> [Text provided]:
These events vary greatly in form and content, so they need to be discussed with the program office on an individual basis.
Kitchen Details and Virtual Tours
View the Beard House kitchen floorplan.
Take a virtual tour of the James Beard House kitchen.
Take a virtual tour of the James Beard House boardroom.
The house kitchen is available to you early in the morning on the day of your event. If another event is not scheduled, it is sometimes possible to use the kitchen a day before your event. Please call us to discuss these arrangements. Local chefs generally prepare most of the menu in their own kitchens and transport food to the Beard House. Out-of-town chefs are advised to locate a host kitchen in New York where they can prep ahead of time. We will try to help you by providing a list of spaces and telephone numbers, if necessary.
We are proud to announce the recent renovation of the James Beard Kitchen, sponsored by Viking Range Corporation. We are confident that first-time chefs will have a wonderful experience and returning chefs will be pleasantly surprised.
Kitchen Staff & Volunteers
Usually four to six kitchen staff members are needed at the time of service. It is optimal to have as many of your staff with you as possible, but we realize that this is not always feasible. In the Foundation’s spirit of education, we work closely with local culinary schools to provide chefs with both student and graduated volunteers. We also have a roster of dedicated food enthusiasts who possess varying degrees of training and experience. We can request up to three volunteers for the day of your event to augment your staff. We will do our best to confirm your volunteer request the week prior to your event. Please advise us of your needs as early as possible.

> [Problem A]:
In the Beard House kitchen text, how many volunteers can be requested for the day of an event?
The Beard House kitchen text has no connection to the rows that come next.

Data items:

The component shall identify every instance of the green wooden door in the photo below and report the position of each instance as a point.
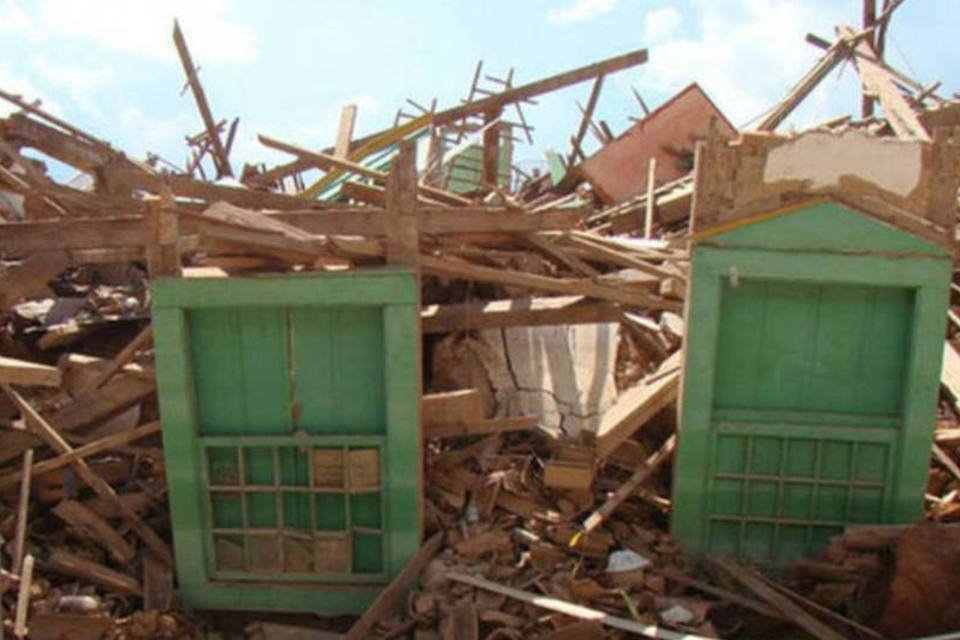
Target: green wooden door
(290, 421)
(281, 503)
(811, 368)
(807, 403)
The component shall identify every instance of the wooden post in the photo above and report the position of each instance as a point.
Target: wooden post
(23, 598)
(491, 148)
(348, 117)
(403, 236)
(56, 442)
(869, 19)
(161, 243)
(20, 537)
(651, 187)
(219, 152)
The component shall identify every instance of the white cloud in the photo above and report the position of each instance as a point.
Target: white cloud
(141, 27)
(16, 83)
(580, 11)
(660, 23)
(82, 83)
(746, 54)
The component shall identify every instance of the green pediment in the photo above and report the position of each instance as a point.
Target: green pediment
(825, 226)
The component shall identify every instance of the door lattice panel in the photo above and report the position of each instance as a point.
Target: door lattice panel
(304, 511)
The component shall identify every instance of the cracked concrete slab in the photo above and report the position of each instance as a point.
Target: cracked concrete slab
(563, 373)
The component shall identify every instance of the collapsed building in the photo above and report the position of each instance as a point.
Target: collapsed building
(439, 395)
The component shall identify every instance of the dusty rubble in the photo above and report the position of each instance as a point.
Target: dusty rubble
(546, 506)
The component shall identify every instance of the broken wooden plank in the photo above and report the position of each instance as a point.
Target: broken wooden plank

* * *

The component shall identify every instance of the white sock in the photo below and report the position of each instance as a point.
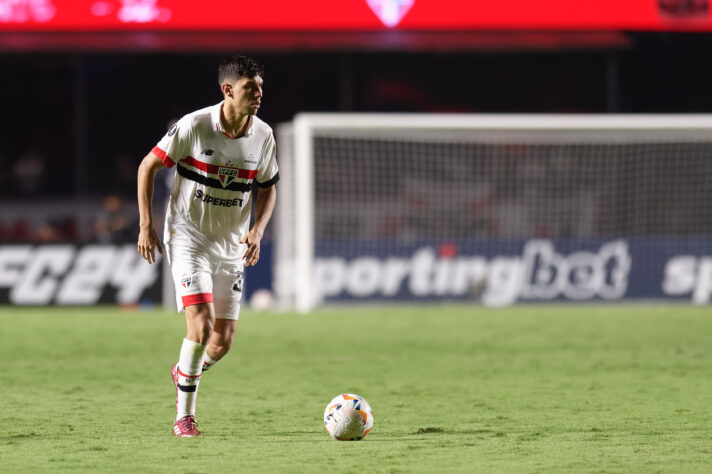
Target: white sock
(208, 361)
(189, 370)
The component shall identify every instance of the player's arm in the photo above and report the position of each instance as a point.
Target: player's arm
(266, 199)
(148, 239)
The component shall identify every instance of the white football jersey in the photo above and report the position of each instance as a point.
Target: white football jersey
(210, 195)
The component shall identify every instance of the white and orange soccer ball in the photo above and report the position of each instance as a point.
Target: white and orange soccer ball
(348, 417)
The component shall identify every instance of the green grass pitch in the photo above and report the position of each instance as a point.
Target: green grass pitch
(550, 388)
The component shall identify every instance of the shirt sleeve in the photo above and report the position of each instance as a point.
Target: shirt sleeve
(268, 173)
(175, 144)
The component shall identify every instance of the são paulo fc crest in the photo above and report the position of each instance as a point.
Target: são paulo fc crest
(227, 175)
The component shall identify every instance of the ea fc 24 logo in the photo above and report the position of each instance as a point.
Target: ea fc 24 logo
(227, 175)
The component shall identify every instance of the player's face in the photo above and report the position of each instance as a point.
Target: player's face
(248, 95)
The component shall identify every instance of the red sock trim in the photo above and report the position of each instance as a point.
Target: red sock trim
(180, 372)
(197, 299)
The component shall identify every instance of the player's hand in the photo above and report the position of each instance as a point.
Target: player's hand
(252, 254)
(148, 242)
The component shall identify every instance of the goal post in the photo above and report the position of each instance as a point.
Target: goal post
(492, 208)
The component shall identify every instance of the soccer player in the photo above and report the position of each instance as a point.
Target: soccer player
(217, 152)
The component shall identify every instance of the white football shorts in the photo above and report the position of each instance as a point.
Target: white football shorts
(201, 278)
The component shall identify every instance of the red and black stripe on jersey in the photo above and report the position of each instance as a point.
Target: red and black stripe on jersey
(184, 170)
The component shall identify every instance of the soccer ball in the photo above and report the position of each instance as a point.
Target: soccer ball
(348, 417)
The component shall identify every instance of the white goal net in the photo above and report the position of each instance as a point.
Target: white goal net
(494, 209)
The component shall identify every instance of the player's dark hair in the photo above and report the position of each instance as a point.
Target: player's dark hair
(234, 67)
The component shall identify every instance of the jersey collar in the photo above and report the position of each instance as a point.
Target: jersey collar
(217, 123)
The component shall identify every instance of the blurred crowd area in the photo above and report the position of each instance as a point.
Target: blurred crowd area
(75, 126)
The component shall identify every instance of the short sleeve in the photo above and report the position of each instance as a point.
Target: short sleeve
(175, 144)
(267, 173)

> [Problem B]:
Please pick out every line of the rows that contains the word "panel". Matching is case-sensitive.

> [Finished answer A]:
Up to three.

> [Finished answer B]:
The component shall identify every instance of the door lattice panel in the photo above and report the position of each instance as a point.
Target: door lattice panel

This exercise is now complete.